DESCRIPTION OF THE TASK - Can you retype, character for character, the part of the records below that opens with the line containing "of the tree" and closes with the line containing "[[[150,51],[150,33],[138,36],[133,42],[133,48],[138,51]]]", including both of those lines?

DATA EXCERPTS -
---+---

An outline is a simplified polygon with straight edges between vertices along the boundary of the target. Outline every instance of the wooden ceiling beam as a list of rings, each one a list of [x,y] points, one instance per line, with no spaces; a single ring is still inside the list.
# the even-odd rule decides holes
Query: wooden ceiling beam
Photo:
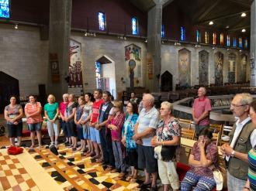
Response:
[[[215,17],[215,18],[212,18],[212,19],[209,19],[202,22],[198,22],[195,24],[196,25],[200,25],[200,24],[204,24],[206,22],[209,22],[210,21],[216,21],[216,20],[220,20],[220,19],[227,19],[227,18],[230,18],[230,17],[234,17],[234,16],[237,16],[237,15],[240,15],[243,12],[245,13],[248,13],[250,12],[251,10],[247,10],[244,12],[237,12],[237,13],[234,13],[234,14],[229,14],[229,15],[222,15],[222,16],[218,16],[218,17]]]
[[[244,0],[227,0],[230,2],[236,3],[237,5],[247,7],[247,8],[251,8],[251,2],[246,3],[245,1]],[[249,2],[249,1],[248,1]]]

---+---

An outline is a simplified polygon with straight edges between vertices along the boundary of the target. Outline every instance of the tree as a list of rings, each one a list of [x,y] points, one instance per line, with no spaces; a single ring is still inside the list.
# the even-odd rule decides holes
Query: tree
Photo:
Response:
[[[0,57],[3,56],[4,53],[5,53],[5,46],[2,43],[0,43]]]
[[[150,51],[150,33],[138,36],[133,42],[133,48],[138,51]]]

---+---

FULL ANSWER -
An outline is a simplified polygon with straight edges between vertices along the boundary of the target. Outline every instance of the tree as a list of rings, each one a list of [x,y] points, one instance per line, with no spaces; a single ring is still inside the list.
# the even-odd rule decides holes
Query: tree
Photo:
Response:
[[[0,57],[3,56],[4,53],[5,53],[5,46],[2,43],[0,43]]]
[[[150,51],[150,33],[138,36],[133,42],[133,48],[138,51]]]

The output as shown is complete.